LA HABANA, Cuba.- Tal como los medios lo habían adelantado semanas atrás, el próximo viernes 16 de junio el presidente estadounidense, Donald Trump, estará en Miami, donde se espera hará declaraciones sobre la estrategia que seguirá su gobierno en torno a las relaciones entre Cuba y EE.UU., reiniciadas desde 2015 por iniciativa de su predecesor, Barack Obama.
Los rumores que han estado circulando entre todos los corrillos de opositores y disidentes cubanos a ambos lados del Estrecho apuntan que Trump, en cumplimiento de las promesas electorales que hiciera a sus votantes de la Florida, revertirá el proceso de “deshielo” o que condicionará las relaciones con el régimen de Castro al cumplimiento de exigencias tales como el respeto a los derechos humanos, la liberación de los presos políticos y el cese de la represión al interior de la Isla, entre otras.
Los cubanos más optimistas del exilio radical de ayer y de hoy, así como los llamados opositores “de línea dura” residentes en Cuba esperan que Trump apriete al clan Castro hasta la asfixia total y opere así el milagro que —excepto Obama, que nunca manifestó tal propósito— no han logrado los once presidentes que le precedieron: liquidar en breve a la dictadura más longeva del hemisferio occidental.
Sean acertados o no los pronósticos, lo cierto es que no tendremos la certeza de cuál será la estrategia política del controversial mandatario hacia Cuba hasta tanto la manifieste el próximo viernes. Y aun así habría que ver si la cumple, puesto que otra notoria cualidad de este presidente ha sido su evidente incapacidad para hacer coincidir su discurso en las tribunas con sus acciones al frente del Gobierno.
Por su parte, y en gesto de fingida indiferencia, las autoridades cubanas guardan un sepulcral silencio sobre el asunto. Quizás cifran sus esperanzas en que Trump —un sujeto que en apenas cinco meses ha conseguido granjearse la antipatía de casi todos los líderes y organizaciones del mundo civilizado— les permita reimprimir algún tinte de legitimidad al viejo discurso de plaza sitiada, al mito de David versus Goliat.
Hasta ahí todo muy coherente. Lo que a todas luces no lo resulta es una carta abierta que por estos días se ha hecho pública. La extensión del texto impide un análisis de todo su contenido, donde abundan en demasía los adjetivos y no faltan las innecesarias descalificaciones hacia otras iniciativas de la oposición vernácula, sean erradas o no, pero tratándose de la autoría de la Unión Patriótica de Cuba (UNPACU), en efecto, “la mayor organización opositora de Cuba”, vale la pena tomarla como referencia de la evidente falta de brújula que sigue lastrándonos a los cubanos en este interminable camino en pos de la democracia.

▸ Trabajo requerido
[a] Responda a partir del extracto:
(i) ¿Qué día y en qué ciudad estará el presidente estadounidense?
(ii) ¿Desde qué año se reiniciaron las relaciones entre Cuba y EE.UU., y por iniciativa de quién?
(iii) ¿Qué organización es autora de la carta abierta?
[b] Reescriba el fragmento del extracto que arranca con las palabras "LA HABANA, Cuba.- Tal" y concluye tras "predecesor, Barack Obama.", sustituyendo "Miami" por "Orlando".

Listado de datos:
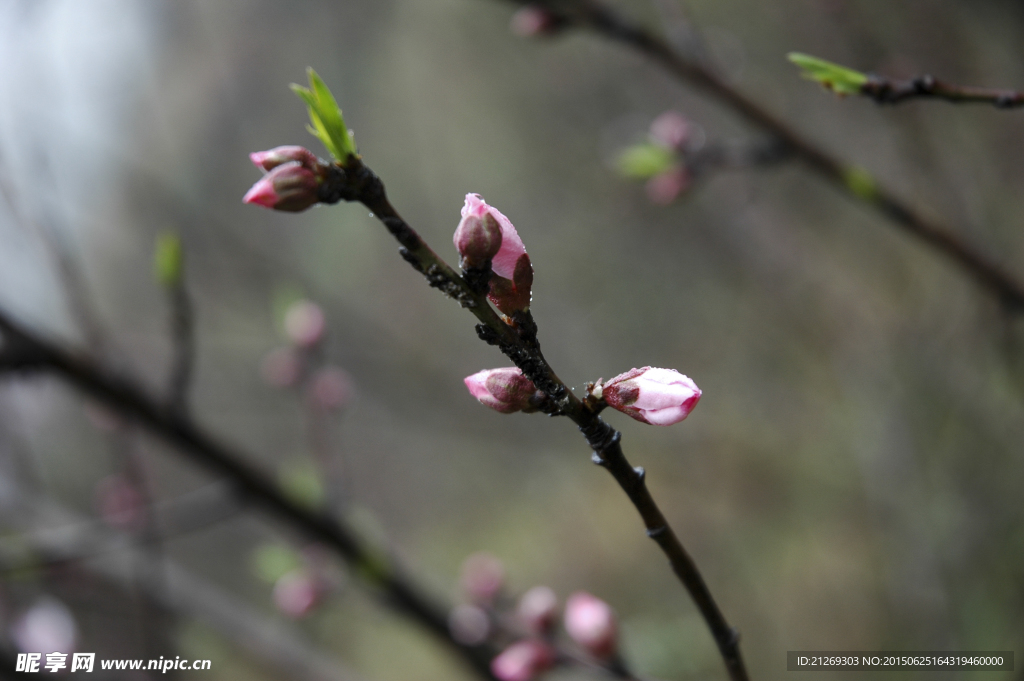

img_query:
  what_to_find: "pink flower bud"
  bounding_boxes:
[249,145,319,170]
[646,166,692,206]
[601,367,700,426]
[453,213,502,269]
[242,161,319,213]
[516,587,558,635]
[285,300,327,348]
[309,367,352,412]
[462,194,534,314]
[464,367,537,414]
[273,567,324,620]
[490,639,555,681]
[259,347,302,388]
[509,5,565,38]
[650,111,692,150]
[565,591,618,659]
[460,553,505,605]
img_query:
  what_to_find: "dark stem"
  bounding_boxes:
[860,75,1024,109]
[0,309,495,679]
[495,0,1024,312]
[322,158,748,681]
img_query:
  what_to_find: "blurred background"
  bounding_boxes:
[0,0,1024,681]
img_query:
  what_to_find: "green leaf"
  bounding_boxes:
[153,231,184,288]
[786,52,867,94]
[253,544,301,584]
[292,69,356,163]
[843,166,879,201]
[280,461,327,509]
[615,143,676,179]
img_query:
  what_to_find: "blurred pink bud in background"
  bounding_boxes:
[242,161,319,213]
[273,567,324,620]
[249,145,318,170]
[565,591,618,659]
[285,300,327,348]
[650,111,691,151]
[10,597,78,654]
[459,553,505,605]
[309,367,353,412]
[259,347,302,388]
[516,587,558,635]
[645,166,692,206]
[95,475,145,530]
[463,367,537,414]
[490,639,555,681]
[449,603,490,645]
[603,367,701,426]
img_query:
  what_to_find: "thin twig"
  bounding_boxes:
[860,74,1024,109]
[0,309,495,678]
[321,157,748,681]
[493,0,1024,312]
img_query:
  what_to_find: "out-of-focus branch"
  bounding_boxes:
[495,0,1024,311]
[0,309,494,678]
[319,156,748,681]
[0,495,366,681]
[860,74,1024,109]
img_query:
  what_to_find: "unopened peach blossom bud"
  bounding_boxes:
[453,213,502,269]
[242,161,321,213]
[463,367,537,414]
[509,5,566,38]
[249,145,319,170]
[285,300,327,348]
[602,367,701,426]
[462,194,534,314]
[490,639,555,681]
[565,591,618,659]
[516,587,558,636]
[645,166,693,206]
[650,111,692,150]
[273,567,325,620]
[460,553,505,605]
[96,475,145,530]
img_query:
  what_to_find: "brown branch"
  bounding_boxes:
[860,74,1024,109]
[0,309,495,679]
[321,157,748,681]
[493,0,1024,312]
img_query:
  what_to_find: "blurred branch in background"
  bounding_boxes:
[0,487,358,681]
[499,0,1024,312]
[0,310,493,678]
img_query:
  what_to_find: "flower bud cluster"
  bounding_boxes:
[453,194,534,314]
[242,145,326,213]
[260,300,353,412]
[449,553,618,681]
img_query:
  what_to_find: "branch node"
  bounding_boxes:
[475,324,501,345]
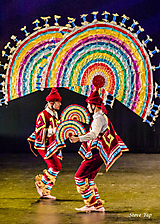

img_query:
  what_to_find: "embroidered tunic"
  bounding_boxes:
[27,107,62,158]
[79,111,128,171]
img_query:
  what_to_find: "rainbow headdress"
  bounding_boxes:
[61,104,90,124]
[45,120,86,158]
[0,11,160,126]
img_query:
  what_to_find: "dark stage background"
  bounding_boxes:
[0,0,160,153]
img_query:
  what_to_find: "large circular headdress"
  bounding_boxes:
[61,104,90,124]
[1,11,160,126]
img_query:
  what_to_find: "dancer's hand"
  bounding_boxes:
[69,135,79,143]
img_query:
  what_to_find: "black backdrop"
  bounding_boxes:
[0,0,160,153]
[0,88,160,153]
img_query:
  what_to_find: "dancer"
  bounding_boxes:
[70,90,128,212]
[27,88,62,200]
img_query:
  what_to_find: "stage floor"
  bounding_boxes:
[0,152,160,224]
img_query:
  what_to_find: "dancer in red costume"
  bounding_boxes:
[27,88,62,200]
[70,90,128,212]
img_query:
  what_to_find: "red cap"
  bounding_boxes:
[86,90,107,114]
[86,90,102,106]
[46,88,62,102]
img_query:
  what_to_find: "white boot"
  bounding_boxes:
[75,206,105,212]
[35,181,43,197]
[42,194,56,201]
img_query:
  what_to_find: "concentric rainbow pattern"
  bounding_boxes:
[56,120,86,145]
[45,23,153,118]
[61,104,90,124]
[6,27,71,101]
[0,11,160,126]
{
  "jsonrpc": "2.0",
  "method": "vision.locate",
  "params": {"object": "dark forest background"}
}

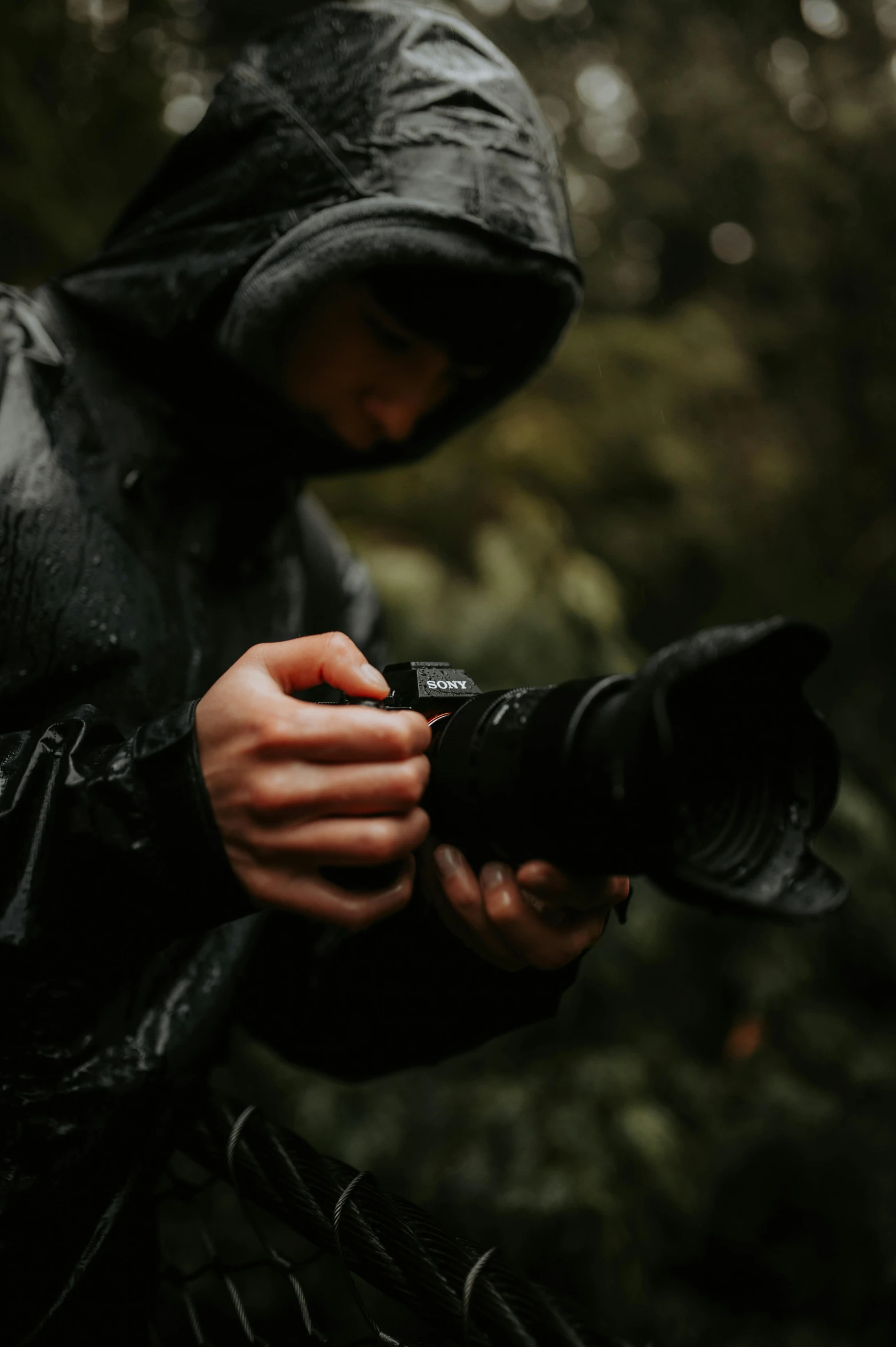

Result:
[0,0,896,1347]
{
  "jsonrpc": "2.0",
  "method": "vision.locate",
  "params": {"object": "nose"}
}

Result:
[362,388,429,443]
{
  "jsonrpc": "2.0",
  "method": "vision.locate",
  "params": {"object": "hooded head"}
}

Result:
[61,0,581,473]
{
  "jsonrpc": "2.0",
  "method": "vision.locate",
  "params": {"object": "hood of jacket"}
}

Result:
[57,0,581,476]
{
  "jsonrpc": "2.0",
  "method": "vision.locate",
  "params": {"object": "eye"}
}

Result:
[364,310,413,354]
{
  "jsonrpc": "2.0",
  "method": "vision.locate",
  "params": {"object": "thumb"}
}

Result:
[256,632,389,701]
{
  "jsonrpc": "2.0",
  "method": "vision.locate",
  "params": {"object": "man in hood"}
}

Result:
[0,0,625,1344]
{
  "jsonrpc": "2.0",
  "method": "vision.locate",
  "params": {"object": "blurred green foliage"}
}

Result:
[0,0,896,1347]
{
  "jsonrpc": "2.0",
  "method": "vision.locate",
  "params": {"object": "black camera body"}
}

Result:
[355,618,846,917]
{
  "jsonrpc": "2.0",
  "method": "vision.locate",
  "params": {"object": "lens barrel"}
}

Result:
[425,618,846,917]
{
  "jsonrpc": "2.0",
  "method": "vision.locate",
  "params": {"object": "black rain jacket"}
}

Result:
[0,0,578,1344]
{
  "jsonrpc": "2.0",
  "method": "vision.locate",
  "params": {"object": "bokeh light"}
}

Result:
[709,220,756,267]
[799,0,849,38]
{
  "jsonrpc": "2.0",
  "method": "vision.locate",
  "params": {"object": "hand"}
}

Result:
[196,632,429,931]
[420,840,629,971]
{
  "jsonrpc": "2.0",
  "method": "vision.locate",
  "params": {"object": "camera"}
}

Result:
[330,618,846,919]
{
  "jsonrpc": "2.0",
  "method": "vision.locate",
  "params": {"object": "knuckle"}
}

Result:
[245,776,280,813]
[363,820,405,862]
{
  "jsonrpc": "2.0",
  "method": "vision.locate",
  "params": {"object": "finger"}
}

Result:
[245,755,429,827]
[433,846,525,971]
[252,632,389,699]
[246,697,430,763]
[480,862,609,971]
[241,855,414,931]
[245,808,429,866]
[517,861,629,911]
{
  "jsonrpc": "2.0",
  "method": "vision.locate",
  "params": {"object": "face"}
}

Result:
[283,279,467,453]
---
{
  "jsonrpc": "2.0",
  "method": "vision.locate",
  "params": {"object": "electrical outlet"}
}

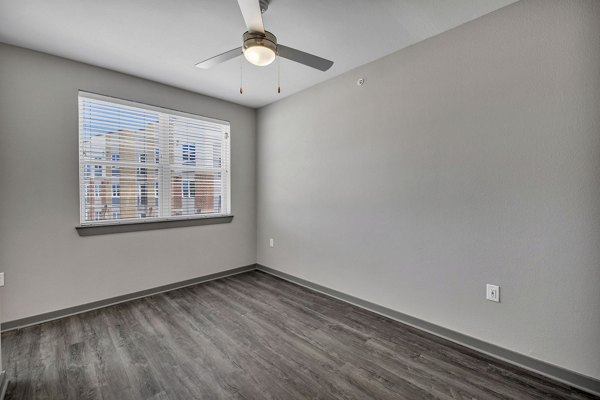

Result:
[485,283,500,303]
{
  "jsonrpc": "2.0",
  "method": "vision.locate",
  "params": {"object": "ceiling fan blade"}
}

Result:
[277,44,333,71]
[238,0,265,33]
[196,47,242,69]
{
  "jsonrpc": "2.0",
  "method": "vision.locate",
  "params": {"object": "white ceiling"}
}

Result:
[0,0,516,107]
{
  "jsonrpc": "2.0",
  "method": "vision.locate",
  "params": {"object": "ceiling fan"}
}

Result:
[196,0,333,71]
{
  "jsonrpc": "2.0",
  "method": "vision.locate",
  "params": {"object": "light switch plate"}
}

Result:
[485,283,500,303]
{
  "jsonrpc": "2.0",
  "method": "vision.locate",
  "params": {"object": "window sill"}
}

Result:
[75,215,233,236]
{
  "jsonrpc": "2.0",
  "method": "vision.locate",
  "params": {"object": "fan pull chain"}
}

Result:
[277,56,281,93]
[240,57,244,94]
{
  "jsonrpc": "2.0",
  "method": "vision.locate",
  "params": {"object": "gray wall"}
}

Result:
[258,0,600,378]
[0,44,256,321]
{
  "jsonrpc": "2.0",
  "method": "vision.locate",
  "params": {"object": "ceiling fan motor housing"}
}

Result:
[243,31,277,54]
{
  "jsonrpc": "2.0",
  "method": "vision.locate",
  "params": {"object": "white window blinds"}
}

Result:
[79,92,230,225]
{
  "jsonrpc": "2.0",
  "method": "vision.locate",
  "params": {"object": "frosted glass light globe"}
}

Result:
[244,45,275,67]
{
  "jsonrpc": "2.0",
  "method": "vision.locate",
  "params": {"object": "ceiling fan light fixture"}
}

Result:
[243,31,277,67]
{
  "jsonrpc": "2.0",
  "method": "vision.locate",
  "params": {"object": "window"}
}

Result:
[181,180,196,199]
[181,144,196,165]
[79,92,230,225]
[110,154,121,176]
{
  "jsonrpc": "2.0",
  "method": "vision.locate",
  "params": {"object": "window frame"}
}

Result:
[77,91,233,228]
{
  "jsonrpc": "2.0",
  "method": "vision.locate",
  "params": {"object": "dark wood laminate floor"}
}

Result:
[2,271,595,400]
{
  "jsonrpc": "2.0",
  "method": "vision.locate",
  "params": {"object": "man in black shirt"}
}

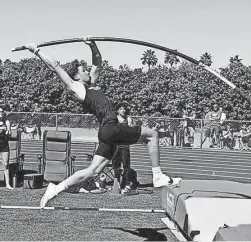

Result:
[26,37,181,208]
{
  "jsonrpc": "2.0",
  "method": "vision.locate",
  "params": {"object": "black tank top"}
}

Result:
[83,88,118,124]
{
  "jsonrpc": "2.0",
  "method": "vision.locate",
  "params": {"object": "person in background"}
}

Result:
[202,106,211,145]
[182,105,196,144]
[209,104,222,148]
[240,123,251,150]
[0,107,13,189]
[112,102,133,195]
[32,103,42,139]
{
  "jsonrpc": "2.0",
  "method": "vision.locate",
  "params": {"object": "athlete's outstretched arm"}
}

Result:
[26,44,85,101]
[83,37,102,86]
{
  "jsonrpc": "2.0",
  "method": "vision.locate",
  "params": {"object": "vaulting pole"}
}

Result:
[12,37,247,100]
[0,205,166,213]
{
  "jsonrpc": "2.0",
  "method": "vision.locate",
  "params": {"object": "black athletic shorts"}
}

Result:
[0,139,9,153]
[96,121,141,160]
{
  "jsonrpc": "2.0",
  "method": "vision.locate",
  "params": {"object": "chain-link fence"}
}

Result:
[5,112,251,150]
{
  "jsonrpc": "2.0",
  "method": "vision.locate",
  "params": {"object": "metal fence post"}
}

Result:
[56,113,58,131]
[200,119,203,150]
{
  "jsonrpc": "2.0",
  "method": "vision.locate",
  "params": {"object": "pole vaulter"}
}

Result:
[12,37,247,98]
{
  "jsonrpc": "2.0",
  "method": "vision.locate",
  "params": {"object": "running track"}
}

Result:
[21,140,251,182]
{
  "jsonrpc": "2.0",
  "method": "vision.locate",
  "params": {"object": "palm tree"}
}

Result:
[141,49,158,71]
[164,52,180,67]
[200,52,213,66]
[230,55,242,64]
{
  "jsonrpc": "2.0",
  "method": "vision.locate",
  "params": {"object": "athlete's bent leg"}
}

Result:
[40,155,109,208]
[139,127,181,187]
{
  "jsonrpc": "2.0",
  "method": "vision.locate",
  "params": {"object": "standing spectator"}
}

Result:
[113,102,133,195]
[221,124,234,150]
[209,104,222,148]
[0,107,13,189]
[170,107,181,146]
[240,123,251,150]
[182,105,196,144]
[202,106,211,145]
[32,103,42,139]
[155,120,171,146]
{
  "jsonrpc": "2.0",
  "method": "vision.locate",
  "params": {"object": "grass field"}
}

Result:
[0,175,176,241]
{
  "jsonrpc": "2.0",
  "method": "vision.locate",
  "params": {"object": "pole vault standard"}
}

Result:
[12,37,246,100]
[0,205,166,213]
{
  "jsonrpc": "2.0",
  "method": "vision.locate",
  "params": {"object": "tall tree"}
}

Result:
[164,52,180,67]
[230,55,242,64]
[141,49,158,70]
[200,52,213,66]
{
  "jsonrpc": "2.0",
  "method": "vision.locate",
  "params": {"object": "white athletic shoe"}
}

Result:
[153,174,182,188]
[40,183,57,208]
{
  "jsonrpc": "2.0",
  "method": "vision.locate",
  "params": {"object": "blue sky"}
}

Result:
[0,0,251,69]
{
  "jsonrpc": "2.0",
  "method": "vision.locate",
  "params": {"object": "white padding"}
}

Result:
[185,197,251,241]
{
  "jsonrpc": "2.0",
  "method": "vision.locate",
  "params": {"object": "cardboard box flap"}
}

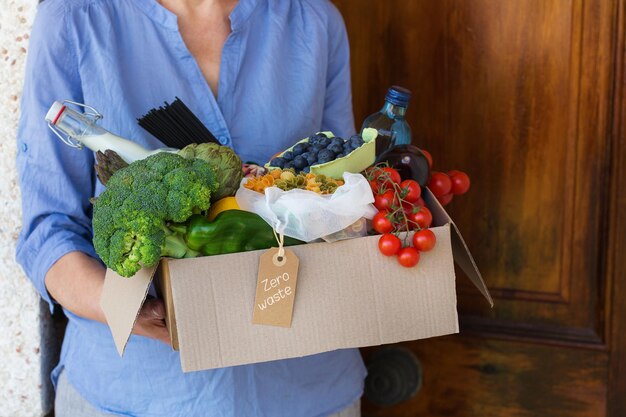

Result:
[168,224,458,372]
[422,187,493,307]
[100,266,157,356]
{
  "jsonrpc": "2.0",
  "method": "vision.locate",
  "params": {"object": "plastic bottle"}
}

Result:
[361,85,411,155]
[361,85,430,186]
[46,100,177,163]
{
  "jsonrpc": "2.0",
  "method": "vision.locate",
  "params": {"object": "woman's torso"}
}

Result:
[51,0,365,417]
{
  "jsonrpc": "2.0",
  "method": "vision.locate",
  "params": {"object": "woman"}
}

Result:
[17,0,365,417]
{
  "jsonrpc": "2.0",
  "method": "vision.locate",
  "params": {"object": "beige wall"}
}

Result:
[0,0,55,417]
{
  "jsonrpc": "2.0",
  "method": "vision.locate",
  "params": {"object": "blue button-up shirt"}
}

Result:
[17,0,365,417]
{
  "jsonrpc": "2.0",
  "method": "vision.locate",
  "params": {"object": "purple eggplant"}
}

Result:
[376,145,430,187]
* * *
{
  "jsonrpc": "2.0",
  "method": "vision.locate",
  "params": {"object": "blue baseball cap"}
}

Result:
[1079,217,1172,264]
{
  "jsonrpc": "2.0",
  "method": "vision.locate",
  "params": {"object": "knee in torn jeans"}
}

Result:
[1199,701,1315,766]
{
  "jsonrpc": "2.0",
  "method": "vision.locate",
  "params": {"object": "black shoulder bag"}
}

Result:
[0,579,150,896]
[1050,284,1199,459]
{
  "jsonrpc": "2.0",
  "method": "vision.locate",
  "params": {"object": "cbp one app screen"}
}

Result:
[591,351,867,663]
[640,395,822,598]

▸ Respuestas
[a]
(i) El viernes 16 de junio, en Miami.
(ii) Desde 2015, por iniciativa de Barack Obama.
(iii) La Unión Patriótica de Cuba (UNPACU).

[b]
LA HABANA, Cuba.- Tal como los medios lo habían adelantado semanas atrás, el próximo viernes 16 de junio el presidente estadounidense, Donald Trump, estará en Orlando, donde se espera hará declaraciones sobre la estrategia que seguirá su gobierno en torno a las relaciones entre Cuba y EE.UU., reiniciadas desde 2015 por iniciativa de su predecesor, Barack Obama.